## Text shown
•••••

Creating training data for a Maxent classfier in Java

Question

I am trying to create the java implementation for maxent classifier. I need to classify the sentences into n different classes.

I had a look at ColumnDataClassifier in stanford maxent classifier. But I am not able to understand how to create training data. I need training data in the form where training data includes POS Tags for words for sentence, so that the features used for classifier will be like previous word, next word etc.

I am looking for training data which has sentences with POS TAGGING and sentence class mentioned. example :

My/(POS) name/(POS) is/(POS) XYZ/(POS) CLASS

Any help will be appreciated.

•••••

## Tasks to perform
1) Decide whether each statement agrees with the Maxent classifier question above, answering yes or no and quoting the words of the text that settle it. (a) The author needs to sort sentences into n different classes. (b) The author wants features such as the previous word and the next word. (c) The author is writing the implementation in Python.
2) In the Maxent classifier question above, which Stanford classifier did the author look at?
3) Continue the Maxent classifier question above from its last sentence.

## Record excerpts
•••••

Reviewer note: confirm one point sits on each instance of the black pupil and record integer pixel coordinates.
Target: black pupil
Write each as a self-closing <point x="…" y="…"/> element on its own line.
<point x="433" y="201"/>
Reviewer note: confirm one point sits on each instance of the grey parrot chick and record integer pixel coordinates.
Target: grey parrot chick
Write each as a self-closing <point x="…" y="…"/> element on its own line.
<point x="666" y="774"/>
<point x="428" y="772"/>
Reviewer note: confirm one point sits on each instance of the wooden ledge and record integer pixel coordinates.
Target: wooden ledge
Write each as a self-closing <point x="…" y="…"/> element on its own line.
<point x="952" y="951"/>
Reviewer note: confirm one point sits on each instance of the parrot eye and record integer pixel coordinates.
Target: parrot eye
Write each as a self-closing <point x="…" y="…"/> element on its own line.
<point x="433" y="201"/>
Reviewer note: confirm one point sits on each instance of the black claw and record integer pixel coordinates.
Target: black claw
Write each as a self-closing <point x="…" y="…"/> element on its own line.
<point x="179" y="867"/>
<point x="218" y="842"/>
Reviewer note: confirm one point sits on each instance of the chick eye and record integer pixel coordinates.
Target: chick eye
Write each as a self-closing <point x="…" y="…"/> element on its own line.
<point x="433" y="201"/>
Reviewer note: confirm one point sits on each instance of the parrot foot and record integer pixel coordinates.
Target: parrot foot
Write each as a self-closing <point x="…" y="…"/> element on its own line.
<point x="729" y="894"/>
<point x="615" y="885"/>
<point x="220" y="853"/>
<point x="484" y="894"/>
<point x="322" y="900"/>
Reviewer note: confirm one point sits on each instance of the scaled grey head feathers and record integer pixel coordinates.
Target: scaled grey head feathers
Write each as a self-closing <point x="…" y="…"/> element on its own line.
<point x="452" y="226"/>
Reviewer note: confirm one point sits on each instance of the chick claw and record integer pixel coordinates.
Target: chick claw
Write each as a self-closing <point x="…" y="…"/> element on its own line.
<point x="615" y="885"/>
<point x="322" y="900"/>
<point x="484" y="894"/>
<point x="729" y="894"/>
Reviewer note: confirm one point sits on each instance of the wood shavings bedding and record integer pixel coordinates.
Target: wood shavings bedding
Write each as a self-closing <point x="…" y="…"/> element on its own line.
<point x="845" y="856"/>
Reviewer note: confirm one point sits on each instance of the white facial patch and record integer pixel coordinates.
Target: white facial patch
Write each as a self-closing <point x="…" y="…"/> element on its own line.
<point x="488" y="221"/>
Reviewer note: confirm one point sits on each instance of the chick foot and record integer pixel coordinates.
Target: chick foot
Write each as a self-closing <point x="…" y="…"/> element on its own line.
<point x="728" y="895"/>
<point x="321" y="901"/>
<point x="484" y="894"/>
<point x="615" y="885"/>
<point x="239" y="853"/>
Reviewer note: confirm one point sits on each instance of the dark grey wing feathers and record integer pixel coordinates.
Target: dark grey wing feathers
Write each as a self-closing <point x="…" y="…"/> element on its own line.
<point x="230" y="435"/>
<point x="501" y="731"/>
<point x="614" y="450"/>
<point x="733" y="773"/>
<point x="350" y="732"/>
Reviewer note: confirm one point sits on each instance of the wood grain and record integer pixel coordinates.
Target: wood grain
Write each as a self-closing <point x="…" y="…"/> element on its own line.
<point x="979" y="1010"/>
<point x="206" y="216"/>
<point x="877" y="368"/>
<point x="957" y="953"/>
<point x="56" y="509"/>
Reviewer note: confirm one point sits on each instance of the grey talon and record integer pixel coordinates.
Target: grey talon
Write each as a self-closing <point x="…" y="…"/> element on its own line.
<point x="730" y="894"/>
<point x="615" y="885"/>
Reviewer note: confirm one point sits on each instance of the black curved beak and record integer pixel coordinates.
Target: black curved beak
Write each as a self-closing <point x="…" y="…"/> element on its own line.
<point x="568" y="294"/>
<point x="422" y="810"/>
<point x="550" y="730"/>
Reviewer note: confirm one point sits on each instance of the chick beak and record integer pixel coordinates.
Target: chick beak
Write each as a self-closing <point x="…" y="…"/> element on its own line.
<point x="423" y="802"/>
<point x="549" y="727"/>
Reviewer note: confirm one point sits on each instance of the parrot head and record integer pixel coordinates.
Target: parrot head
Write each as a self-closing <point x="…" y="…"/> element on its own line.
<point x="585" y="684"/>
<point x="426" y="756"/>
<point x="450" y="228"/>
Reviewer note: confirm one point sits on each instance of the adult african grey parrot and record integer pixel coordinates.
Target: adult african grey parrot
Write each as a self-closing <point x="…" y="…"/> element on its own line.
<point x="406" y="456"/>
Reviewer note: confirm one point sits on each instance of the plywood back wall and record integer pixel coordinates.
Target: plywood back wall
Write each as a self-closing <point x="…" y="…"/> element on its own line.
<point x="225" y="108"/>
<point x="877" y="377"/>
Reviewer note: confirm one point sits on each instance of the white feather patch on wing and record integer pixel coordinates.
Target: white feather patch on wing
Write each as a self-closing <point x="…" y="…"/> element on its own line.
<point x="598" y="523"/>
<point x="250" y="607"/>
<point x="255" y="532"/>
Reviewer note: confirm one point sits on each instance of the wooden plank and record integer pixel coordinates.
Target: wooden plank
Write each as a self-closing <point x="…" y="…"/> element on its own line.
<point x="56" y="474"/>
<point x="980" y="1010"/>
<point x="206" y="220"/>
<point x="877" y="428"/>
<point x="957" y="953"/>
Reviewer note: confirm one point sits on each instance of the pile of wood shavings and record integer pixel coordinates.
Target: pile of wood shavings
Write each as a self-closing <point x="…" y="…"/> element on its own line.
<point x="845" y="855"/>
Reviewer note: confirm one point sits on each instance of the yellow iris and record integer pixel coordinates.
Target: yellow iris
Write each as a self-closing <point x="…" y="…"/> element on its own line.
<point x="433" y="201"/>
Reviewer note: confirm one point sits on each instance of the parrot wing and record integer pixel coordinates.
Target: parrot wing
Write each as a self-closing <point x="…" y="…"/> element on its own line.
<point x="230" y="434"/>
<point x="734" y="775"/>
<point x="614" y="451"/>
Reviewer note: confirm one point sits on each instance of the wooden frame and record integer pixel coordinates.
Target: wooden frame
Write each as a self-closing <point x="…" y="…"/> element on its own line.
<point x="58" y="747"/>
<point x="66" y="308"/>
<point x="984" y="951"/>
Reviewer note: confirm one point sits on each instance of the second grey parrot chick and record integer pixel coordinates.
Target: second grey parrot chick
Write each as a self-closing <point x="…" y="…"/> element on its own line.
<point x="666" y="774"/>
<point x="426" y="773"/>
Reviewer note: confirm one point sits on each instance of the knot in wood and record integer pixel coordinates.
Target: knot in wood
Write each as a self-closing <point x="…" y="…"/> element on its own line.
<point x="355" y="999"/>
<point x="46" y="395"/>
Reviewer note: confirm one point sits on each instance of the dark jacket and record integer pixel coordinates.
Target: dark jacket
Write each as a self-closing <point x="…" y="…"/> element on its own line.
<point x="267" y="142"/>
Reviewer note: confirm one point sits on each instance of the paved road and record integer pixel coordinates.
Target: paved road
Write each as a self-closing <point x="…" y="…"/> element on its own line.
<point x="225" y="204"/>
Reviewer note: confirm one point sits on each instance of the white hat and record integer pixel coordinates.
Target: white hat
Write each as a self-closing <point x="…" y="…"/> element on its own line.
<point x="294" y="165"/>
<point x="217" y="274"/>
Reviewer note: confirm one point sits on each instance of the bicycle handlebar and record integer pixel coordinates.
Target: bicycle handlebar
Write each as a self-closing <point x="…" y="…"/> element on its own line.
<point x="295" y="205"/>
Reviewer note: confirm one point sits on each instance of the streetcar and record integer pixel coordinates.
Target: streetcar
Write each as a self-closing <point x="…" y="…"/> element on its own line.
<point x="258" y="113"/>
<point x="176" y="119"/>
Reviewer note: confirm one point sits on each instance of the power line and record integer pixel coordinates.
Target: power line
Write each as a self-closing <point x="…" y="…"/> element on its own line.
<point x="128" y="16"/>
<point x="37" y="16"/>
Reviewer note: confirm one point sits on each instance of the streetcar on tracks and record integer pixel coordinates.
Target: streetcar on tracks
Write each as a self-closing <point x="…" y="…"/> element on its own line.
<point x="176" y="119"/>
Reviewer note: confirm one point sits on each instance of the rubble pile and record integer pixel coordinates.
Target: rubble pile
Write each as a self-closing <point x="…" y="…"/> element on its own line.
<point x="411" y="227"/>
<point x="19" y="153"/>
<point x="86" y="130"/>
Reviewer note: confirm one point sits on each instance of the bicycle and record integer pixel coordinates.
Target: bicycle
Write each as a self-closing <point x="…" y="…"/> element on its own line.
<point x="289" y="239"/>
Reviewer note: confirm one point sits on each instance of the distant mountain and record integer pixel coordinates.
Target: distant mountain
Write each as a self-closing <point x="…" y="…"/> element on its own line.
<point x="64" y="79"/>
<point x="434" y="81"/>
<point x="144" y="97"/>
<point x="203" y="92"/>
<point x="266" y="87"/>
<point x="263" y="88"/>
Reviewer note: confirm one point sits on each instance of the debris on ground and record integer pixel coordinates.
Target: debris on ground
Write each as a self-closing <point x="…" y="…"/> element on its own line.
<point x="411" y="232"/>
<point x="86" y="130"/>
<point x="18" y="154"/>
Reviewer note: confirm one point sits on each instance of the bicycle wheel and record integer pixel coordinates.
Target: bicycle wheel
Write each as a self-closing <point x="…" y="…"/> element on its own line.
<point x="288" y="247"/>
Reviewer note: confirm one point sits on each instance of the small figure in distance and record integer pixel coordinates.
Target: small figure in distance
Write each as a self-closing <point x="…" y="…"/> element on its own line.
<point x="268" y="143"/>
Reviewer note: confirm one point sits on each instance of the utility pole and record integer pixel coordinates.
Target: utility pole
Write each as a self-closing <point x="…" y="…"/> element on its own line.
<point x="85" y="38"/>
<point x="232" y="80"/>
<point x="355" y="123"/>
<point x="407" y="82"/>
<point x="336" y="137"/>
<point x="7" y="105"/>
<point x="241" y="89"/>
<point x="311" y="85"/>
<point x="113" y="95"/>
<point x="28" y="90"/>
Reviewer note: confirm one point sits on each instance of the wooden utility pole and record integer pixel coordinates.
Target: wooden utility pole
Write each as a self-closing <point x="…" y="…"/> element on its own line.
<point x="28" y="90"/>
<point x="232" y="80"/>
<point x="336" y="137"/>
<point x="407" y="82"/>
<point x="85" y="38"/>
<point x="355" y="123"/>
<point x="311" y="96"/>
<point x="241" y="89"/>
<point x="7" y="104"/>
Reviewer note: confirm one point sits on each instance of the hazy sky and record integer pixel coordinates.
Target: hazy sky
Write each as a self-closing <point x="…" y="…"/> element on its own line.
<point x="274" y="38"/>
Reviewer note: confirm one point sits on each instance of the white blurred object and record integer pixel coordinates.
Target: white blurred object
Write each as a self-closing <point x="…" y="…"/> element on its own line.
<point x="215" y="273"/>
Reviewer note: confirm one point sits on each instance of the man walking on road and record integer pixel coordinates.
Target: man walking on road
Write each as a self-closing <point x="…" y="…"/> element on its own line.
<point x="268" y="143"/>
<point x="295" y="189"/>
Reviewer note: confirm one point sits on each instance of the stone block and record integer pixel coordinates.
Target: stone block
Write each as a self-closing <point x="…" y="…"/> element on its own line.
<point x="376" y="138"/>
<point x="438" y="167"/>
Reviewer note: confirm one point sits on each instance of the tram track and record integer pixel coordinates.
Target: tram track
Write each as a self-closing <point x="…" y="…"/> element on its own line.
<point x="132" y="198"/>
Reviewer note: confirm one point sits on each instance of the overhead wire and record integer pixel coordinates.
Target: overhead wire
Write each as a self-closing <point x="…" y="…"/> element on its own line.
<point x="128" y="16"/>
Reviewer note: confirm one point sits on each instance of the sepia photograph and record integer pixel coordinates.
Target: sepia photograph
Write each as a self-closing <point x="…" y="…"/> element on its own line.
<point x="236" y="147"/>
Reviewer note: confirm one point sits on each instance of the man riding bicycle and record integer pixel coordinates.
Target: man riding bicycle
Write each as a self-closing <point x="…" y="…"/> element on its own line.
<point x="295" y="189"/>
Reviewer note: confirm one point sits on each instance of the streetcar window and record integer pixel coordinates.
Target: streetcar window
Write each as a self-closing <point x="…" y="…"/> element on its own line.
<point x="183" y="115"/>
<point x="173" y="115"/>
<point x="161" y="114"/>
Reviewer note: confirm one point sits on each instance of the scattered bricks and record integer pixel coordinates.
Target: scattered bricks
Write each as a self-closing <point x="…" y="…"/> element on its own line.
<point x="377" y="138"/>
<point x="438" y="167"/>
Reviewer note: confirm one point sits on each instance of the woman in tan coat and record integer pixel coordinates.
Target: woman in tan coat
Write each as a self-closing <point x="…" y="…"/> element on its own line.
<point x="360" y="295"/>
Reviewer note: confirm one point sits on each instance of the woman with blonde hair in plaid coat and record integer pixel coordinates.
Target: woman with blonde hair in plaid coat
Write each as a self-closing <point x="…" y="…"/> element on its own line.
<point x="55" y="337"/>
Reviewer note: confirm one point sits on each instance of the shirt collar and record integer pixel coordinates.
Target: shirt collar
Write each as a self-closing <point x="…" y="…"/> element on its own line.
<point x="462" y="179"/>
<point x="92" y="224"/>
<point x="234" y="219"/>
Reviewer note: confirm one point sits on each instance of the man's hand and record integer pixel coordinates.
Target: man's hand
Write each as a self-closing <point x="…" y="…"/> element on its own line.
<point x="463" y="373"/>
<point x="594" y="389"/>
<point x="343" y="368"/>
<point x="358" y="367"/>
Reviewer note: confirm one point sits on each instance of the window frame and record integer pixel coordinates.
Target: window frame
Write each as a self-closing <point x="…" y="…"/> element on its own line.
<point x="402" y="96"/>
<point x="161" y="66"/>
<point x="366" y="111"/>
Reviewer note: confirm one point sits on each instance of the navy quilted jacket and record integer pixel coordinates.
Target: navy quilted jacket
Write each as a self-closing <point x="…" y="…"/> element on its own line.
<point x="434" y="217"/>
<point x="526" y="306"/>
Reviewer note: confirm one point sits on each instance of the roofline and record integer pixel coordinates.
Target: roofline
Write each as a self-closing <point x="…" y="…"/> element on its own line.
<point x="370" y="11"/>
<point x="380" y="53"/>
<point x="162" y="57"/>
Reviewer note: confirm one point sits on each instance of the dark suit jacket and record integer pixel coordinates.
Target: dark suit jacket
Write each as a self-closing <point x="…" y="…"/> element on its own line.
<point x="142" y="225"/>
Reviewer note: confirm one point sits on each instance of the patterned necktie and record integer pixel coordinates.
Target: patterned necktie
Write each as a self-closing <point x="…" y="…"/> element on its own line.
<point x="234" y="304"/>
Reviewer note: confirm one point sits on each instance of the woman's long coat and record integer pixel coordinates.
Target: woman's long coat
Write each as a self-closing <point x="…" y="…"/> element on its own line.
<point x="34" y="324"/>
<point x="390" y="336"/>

•••••

## Per-task answers
1)
(a) Yes: "I need to classify the sentences into n different classes."
(b) Yes: "the features used for classifier will be like previous word, next word etc."
(c) No: "I am trying to create the java implementation for maxent classifier."

2) ColumnDataClassifier.

3)
I am looking for training data which has sentences with POS TAGGING and sentence class mentioned. example : My/(POS) name/(POS) is/(POS) XYZ/(POS) CLASS — Ankit Bansal, Mar 16 '16 at 12:05
Are these Q&A useful? http://stackoverflow.com/questions/28601653/how-do-we-get-run-stanford-classifier-on-an-array-of-strings and http://stackoverflow.com/questions/31091082/how-to-use-pos-tag-as-a-feature-for-training-data-by-naive-bayes-classifier — vcp, Mar 16 '16 at 12:46
the second link though seems good. but still i am not geting how to create the training set and how to then use maxent classifier to actually use that training data. — Ankit Bansal, Mar 17 '16 at 04:35

score 2 · Accepted Answer · edited May 23 '17 at 12:22

If I understand it correctly, you are trying to treat sentences as a set of POS tags.

In your example, the sentence "My name is XYZ" would be represented as a set of (PRP$, NN, VBZ, NNP). That would mean, every sentence is actually a binary vector of length 37 (because there are 36 possible POS tags according to this page + the CLASS outcome feature for the whole sentence)

This can be encoded for OpenNLP Maxent as follows:

PRP$=1 NN=1 VBZ=1 NNP=1 CLASS=SomeClassOfYours1

or simply:

PRP$ NN VBZ NNP CLASS=SomeClassOfYours1

(For working code-snippet see my answer here: Training models using openNLP maxent)

Some more sample data would be:

"By 1978, Radio City had lost its glamour, and the owners of Rockefeller Center decided to demolish the aging hall."
"In time he was entirely forgotten, many of his buildings were demolished, others insensitively altered."
"As soon as she moved out, the mobile home was demolished, the suit said."
...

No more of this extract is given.